To answer, print the line containing "box: [0, 136, 359, 533]" and each line after it in the listing below, exactly as they stand.

:::

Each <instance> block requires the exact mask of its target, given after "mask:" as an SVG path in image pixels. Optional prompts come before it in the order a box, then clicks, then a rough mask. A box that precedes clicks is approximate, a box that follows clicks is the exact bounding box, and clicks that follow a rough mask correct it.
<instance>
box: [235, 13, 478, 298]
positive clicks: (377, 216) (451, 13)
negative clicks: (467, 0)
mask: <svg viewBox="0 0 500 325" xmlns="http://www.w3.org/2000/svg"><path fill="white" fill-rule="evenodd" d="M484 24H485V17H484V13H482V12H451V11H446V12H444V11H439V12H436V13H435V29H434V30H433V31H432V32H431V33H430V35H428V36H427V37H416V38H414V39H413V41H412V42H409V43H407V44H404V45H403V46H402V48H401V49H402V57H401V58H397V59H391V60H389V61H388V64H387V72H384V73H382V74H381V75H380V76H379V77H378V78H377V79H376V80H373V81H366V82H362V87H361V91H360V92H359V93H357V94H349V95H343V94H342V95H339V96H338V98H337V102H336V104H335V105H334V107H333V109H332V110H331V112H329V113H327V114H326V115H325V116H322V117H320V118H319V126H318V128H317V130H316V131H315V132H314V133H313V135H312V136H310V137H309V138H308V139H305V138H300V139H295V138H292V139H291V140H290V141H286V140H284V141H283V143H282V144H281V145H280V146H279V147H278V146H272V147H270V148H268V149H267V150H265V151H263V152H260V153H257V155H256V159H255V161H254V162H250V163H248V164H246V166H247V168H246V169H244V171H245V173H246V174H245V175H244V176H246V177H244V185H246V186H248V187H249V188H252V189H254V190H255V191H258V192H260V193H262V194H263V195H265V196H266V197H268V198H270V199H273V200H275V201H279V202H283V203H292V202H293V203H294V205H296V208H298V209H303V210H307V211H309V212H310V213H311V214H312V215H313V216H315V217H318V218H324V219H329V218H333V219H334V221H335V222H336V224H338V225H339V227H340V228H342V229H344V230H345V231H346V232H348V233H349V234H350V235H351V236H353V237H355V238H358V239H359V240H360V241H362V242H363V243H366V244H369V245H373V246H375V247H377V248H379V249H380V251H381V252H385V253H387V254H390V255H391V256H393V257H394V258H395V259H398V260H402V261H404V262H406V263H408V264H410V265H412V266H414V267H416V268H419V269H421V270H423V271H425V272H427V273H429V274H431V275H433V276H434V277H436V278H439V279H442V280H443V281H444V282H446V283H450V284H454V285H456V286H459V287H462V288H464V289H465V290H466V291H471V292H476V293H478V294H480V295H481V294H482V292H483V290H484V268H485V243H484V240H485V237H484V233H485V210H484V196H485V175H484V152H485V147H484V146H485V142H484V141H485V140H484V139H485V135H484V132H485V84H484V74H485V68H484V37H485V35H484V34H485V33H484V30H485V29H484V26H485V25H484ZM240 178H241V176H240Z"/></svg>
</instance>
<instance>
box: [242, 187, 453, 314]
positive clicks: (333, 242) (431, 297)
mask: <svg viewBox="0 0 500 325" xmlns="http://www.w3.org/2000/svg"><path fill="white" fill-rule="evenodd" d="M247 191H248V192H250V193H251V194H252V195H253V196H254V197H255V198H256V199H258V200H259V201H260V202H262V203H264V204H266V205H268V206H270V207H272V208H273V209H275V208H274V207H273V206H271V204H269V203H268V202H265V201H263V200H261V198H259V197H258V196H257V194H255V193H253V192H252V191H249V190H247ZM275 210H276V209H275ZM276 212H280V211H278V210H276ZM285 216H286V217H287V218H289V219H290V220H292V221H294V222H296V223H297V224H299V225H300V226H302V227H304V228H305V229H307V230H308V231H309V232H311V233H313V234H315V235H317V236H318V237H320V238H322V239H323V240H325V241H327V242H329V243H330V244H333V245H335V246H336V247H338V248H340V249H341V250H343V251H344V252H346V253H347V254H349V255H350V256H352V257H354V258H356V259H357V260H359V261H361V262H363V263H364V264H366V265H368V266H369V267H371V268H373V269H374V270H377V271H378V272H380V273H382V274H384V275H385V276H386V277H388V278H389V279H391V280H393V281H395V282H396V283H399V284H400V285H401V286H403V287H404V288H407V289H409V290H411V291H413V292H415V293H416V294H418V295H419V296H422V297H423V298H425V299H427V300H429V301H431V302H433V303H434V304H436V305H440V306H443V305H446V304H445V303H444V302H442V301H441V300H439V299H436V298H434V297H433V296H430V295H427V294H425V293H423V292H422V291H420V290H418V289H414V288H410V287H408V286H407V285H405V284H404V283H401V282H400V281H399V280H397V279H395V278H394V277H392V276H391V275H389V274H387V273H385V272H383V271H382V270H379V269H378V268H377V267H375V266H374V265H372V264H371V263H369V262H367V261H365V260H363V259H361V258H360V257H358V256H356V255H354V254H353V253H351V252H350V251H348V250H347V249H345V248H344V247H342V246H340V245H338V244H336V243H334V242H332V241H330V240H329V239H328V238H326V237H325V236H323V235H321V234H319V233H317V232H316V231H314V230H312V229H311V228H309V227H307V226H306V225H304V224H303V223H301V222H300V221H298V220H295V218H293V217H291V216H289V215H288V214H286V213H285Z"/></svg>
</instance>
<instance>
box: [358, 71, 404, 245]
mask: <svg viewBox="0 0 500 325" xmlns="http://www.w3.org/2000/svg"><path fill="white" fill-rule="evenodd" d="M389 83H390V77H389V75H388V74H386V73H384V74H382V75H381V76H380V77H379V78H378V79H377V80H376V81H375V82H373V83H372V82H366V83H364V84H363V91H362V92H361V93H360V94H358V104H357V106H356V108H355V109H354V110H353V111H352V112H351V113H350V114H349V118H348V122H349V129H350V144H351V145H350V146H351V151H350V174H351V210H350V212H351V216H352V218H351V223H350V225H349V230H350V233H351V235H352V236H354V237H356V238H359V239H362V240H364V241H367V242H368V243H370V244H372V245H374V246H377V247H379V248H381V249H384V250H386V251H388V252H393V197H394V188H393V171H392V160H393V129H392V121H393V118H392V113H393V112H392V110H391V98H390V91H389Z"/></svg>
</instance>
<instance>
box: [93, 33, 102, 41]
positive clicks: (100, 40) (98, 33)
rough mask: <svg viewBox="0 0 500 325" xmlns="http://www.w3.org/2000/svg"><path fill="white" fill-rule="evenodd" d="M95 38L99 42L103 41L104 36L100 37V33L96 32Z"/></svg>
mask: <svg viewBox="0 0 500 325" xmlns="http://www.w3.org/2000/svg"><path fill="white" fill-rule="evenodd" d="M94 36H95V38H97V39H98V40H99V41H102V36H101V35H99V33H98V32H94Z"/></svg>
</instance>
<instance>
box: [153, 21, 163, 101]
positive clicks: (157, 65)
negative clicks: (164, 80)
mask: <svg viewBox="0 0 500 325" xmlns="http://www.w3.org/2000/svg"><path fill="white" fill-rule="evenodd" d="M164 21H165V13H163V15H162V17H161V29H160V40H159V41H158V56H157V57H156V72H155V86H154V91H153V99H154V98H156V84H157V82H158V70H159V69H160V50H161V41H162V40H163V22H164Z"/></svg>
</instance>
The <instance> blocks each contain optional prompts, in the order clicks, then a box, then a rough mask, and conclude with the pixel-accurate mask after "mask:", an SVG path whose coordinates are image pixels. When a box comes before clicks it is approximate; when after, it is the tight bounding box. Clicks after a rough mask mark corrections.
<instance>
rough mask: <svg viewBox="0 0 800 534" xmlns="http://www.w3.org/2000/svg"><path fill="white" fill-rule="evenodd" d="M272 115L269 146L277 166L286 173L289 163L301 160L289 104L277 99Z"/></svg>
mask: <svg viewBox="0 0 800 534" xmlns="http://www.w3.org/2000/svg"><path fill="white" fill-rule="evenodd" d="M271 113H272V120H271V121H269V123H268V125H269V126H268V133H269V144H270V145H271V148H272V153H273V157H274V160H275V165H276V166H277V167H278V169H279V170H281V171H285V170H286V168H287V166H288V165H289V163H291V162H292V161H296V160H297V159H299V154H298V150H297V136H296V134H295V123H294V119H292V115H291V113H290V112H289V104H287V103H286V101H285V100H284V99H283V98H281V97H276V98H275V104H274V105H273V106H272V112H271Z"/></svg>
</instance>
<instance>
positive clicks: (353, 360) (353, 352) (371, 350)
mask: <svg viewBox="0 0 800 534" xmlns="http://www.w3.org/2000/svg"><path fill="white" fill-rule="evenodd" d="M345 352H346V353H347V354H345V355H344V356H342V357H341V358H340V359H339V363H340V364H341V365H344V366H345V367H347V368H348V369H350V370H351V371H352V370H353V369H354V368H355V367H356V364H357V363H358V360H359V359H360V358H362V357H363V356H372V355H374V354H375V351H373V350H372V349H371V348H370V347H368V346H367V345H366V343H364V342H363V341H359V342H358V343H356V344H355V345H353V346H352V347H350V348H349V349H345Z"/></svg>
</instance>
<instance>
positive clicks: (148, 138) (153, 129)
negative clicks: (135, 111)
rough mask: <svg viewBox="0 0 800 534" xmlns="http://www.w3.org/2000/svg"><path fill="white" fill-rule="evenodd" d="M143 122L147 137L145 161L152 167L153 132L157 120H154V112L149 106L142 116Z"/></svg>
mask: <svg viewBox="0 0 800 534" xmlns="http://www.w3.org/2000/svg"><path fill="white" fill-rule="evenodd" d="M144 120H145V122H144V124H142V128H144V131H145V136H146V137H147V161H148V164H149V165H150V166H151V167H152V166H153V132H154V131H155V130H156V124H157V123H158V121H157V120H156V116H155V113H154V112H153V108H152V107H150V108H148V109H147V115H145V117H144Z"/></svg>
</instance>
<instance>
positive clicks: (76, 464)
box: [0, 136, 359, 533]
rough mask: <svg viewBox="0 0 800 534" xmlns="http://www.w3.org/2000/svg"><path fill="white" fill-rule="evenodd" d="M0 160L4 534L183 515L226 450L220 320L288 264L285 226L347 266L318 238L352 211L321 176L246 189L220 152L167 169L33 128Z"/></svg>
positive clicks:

:::

WRITTEN SOLUTION:
box: [0, 136, 359, 533]
rough mask: <svg viewBox="0 0 800 534" xmlns="http://www.w3.org/2000/svg"><path fill="white" fill-rule="evenodd" d="M0 160L4 534L183 515L226 450L220 320L288 264L285 226L347 266L318 238L352 211L321 176L246 189L220 152L167 169L33 128Z"/></svg>
positive clicks:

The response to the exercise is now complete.